What to work on.
Repeat exactly, and only, the lines from the one containing "# point at: silver" through the end of the records.

Data section.
↓
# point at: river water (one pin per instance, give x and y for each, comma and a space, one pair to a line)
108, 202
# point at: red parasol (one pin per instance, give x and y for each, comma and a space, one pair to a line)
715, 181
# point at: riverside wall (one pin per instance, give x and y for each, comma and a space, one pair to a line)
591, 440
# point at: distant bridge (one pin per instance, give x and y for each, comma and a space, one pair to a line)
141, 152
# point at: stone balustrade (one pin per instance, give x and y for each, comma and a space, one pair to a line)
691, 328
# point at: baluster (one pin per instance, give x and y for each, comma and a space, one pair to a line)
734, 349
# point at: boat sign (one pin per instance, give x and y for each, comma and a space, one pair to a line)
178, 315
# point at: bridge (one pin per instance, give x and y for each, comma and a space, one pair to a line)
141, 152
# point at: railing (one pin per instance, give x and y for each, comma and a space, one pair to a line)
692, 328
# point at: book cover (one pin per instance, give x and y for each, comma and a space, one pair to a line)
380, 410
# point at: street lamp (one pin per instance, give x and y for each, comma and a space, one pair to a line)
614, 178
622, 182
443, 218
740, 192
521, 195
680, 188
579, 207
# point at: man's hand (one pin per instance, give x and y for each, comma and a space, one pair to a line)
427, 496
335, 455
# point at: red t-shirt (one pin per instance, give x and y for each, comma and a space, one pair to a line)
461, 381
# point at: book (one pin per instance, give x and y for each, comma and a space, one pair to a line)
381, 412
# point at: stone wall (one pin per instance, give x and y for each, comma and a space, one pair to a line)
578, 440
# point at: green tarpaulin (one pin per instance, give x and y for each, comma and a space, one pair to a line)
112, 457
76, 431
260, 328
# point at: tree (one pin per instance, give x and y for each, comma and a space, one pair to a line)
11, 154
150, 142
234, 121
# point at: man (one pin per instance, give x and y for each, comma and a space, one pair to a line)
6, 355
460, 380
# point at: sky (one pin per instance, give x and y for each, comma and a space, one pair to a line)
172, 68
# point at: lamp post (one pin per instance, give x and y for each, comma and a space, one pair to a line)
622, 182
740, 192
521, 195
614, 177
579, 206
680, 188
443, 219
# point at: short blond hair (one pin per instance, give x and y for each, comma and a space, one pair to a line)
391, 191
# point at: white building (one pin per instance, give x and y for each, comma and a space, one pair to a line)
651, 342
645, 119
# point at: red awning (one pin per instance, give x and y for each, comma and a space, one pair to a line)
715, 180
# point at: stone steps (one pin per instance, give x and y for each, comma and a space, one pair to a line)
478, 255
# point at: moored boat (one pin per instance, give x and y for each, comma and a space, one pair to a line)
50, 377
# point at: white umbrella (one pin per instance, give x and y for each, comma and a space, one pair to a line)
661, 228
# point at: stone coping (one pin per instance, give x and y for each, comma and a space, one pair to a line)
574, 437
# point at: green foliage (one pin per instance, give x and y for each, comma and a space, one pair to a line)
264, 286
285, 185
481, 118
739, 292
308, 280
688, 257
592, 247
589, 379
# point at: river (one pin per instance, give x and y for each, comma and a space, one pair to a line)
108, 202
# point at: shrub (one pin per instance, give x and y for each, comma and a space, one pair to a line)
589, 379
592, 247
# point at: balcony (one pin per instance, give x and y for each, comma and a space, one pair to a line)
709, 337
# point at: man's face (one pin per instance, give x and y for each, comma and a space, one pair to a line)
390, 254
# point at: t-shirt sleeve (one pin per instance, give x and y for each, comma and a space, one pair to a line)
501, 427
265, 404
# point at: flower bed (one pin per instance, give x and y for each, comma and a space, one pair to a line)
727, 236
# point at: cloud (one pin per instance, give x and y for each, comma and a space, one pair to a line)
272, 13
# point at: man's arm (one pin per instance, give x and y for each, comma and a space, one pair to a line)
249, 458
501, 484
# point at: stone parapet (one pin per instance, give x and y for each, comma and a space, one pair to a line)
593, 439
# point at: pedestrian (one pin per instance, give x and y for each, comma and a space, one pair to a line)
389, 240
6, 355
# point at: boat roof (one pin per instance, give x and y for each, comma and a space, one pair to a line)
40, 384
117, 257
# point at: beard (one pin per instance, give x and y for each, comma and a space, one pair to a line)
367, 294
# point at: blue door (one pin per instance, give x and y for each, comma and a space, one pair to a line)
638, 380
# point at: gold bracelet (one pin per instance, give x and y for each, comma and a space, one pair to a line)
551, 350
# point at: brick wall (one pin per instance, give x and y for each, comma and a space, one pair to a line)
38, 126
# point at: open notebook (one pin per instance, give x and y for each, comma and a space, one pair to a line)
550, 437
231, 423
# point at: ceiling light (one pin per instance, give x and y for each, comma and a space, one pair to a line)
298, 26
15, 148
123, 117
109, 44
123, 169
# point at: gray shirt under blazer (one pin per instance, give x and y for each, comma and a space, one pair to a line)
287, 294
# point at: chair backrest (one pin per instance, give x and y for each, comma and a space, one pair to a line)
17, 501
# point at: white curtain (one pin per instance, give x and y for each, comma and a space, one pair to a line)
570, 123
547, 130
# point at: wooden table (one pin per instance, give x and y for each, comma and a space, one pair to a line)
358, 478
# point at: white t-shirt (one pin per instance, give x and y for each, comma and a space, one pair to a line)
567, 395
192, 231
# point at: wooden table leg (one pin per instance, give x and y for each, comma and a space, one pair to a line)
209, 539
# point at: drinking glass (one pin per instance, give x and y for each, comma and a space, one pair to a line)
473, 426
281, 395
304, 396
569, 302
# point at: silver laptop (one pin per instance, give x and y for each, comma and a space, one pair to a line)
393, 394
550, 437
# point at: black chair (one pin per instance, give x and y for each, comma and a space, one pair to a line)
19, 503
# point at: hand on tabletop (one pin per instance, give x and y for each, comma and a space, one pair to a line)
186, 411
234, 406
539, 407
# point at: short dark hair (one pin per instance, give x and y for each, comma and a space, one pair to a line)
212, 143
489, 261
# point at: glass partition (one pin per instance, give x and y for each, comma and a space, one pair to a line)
↑
Response below.
# point at: silver laptop (one pin per instance, give x and y for each, comma and a space, one pair to a line)
393, 394
550, 437
# point at: black chair (one pin per instance, give x and y for each, comma and a space, one pair to a line)
19, 503
# point at: hand on tabletop (one pin per instance, give x and y for each, comma and a space, one pair to a line)
186, 411
234, 406
539, 407
# point at: short dark hair (one pin per instance, give x and y for each, comma and a space, one pair to a line)
212, 143
489, 261
# point at: glass partition (one pin per instance, give x and y for each, comma and a space, one pair to a line)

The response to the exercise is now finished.